List each line of the entries below that contains the word "object", treating uppercase and lowercase as different.

#### Records supplied:
========================================================================
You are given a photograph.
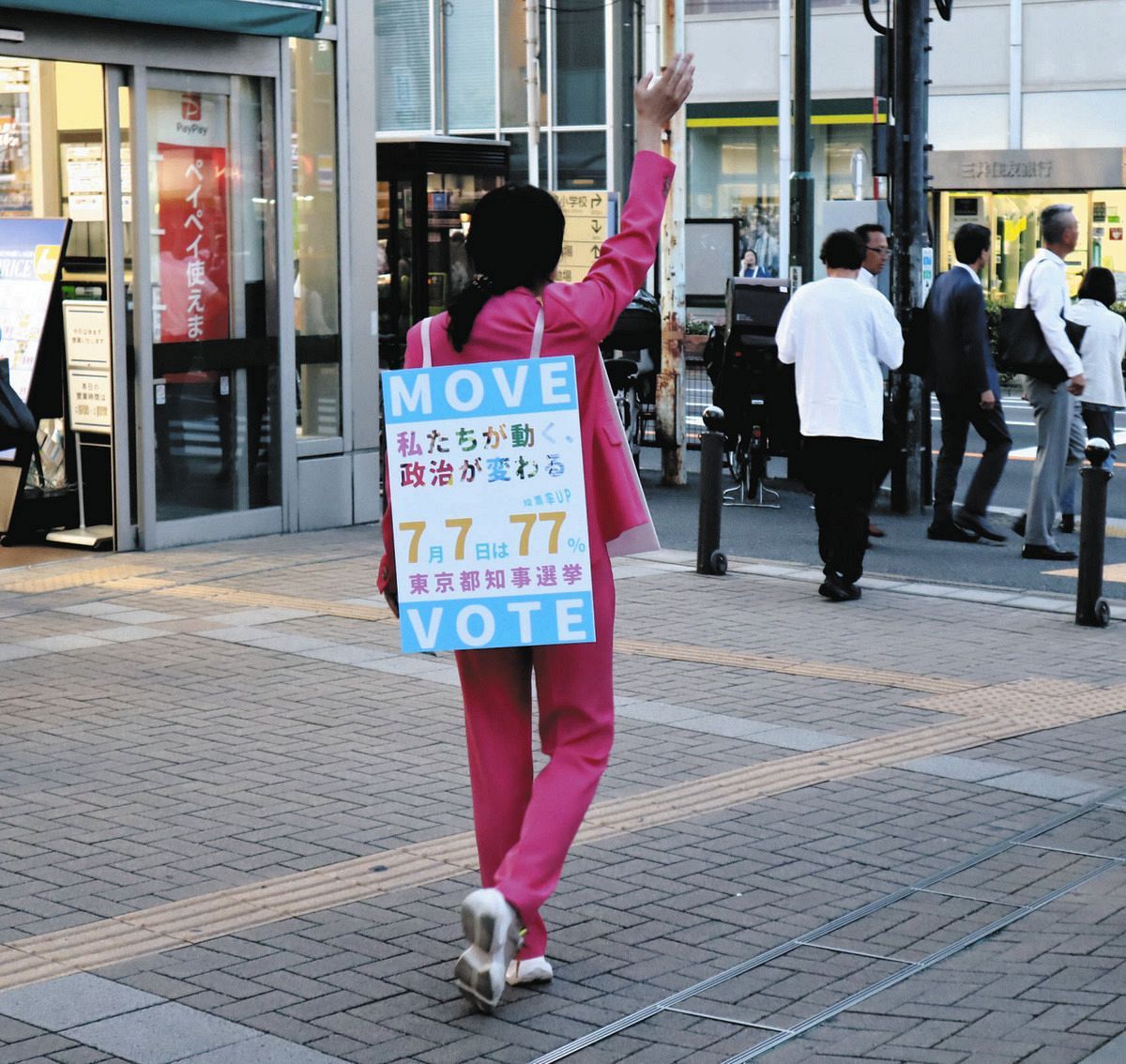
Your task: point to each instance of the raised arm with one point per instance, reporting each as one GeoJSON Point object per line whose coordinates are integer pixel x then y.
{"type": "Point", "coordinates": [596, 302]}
========================================================================
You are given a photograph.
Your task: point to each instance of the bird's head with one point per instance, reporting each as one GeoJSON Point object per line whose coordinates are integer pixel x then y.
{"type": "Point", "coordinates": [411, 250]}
========================================================================
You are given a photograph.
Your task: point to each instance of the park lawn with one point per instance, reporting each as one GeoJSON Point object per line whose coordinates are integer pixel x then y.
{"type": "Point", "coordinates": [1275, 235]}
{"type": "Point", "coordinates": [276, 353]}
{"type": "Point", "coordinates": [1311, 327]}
========================================================================
#### Worked answer:
Your task: point to each instance of the raised arm with one point per instance, reporting each as one GeoJSON Point object per line whose coordinates are integer pixel x then y.
Your task: point to each instance of the bird's head with one point per instance, reporting each as one GeoJSON Point object per line whose coordinates are integer pixel x then y.
Your task: point to each instance of the park lawn with one point per instance, reporting each as one GeoJSON Point object per line whose coordinates are integer pixel x then y.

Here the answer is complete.